→ Task prompt: Retype all the records with nothing changed.

Dataset entries
^^^^^^^^

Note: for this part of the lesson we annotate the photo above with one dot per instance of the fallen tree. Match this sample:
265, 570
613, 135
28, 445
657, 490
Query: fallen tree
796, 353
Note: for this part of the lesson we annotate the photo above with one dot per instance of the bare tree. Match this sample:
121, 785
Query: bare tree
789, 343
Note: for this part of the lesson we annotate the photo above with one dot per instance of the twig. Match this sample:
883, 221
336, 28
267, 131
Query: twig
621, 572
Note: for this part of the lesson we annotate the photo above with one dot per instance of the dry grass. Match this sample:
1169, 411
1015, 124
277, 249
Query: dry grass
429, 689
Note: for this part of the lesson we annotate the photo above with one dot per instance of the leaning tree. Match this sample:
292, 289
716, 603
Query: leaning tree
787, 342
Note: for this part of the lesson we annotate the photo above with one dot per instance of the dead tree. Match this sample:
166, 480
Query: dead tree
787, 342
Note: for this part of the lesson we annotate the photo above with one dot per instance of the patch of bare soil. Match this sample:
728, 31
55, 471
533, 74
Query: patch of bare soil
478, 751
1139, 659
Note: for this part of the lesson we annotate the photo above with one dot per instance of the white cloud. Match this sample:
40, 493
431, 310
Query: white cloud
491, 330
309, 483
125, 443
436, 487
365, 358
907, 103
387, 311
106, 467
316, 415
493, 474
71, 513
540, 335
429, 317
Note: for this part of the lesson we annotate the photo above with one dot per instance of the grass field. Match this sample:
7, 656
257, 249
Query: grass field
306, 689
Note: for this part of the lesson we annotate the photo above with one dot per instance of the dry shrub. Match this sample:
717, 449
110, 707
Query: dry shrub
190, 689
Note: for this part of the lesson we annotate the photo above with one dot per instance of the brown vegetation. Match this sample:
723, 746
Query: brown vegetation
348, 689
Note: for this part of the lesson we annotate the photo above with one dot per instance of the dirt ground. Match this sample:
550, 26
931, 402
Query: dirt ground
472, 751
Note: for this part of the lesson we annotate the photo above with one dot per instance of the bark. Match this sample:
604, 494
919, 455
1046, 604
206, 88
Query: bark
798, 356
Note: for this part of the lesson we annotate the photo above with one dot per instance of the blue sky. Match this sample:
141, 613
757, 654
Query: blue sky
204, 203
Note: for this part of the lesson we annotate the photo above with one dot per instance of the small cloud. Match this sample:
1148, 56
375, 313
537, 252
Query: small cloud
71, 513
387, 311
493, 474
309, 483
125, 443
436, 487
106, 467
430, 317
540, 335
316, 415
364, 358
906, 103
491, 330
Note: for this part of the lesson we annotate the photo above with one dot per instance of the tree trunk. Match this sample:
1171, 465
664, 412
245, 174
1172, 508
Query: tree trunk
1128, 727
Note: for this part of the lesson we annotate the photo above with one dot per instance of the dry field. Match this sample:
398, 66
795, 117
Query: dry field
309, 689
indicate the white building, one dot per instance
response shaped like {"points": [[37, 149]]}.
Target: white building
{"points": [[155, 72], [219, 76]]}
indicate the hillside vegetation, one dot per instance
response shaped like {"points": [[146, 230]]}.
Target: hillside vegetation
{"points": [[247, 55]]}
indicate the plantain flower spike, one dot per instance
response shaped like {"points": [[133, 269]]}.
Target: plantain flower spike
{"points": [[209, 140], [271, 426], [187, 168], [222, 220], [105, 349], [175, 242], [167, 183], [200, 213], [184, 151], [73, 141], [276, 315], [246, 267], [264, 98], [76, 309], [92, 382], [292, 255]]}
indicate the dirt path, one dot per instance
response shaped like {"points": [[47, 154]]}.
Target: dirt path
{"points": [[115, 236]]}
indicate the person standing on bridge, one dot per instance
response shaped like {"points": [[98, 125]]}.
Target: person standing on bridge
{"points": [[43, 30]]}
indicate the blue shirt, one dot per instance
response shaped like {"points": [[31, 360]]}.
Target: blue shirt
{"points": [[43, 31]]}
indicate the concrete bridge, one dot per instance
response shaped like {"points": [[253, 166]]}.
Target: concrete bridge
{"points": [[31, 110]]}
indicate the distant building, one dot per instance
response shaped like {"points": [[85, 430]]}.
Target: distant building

^^^^^^^^

→ Response to this exercise:
Note: for this part of the lesson we annotate the photo above with one dot per instance of the fallen tree. Match this sample:
265, 570
613, 135
28, 445
657, 490
Query: fallen tree
796, 353
Note: for this part of the lesson we annotate the photo above with one dot per instance of the bare tree. Match this sample:
121, 785
Query: bare tree
789, 343
Note: for this part of the lesson we annotate the photo above with one dot per instance of the twig. Match this sample:
883, 221
336, 28
267, 131
Query: twig
621, 572
Note: for this part of the lesson we annotate the photo above with one dot per instance of the dry grass. Match this sample:
1169, 411
1015, 124
277, 249
Query: dry grass
429, 689
Note: for this part of the lesson we annotate the photo above with one dot per instance of the leaning tree. Match this sample:
292, 289
716, 603
Query: leaning tree
787, 342
Note: for this part of the lesson we annotate the photo above with one dot per instance of the dead tree. Match this sample:
166, 480
Query: dead tree
787, 342
Note: for this part of the lesson we annotate the photo above with one dot per instance of the patch of bare soil. Match this sample:
728, 31
55, 471
533, 74
Query: patch of bare soil
478, 751
1139, 659
Note: for this part of the lesson we annotate the photo above with one dot per instance of the white cloud. Match this sample:
40, 493
431, 310
Query: white cloud
491, 330
309, 483
125, 443
436, 487
365, 358
907, 103
387, 311
106, 467
316, 415
493, 474
71, 513
540, 335
429, 317
Note: for this part of the lesson we annotate the photo above with one dot per instance of the grass field. Match this sample:
7, 656
257, 249
Query: grass field
306, 689
Note: for this part of the lesson we annotate the photo above with one dot per instance of the dry shrub. Match this sample:
717, 449
110, 707
Query: dry shrub
190, 689
Note: for this part of the lesson we annotate the photo above with one dot per instance of the brown vegetation. Match this sample:
723, 746
Query: brown vegetation
348, 689
Note: for this part of the lesson we annotate the photo above with one dot per instance of the dirt ground. Match this sample:
550, 26
931, 402
Query: dirt ground
472, 751
Note: for this part of the lesson we annotate the photo above with one dot per instance of the bark. Match this sample:
604, 494
919, 455
1046, 604
206, 88
Query: bark
798, 356
Note: for this part of the lesson we annotate the photo above with one dot per instance of the blue sky. Match this sample:
141, 613
757, 654
Query: blue sky
204, 203
Note: for this part of the lesson we annotate the photo above with one dot per instance of the small cloud. Match this sample:
1148, 56
375, 313
537, 252
Query: small cloud
71, 513
387, 311
493, 474
309, 483
125, 443
436, 487
106, 467
430, 317
540, 335
316, 415
364, 358
906, 103
491, 330
Note: for this part of the lesson we annotate the photo above with one dot per instance of the tree trunk. Match this sample:
1171, 465
664, 412
245, 174
1172, 508
Query: tree trunk
1128, 727
Note: for this part of the lesson we annotate the photo above with one dot per instance of the dry field. Match this sample:
398, 66
795, 117
Query: dry field
309, 689
indicate the white building, one dot per instance
response shaped like {"points": [[37, 149]]}.
Target: white building
{"points": [[155, 72], [219, 76]]}
indicate the hillside vegetation, one dot per instance
response shaped like {"points": [[146, 230]]}.
Target: hillside vegetation
{"points": [[247, 55]]}
indicate the plantain flower spike, one dot per instance
response shaped like {"points": [[133, 269]]}.
Target: plantain flower spike
{"points": [[209, 140], [271, 426], [187, 168], [222, 220], [105, 349], [175, 242], [167, 183], [200, 213], [184, 151], [73, 141], [276, 315], [246, 267], [264, 98], [76, 309], [92, 382], [292, 255]]}
indicate the dirt path, one dot per instance
response shaped like {"points": [[47, 154]]}.
Target: dirt path
{"points": [[115, 236]]}
indicate the person standing on bridge, one dot per instance
response shaped like {"points": [[98, 125]]}.
Target: person standing on bridge
{"points": [[43, 30]]}
indicate the blue shirt, one dot per instance
response shaped like {"points": [[31, 360]]}.
Target: blue shirt
{"points": [[43, 31]]}
indicate the concrete bridge, one dot per instance
response shaped like {"points": [[253, 166]]}.
Target: concrete bridge
{"points": [[31, 110]]}
indicate the distant building, one dot per instance
response shaped like {"points": [[85, 430]]}.
Target: distant building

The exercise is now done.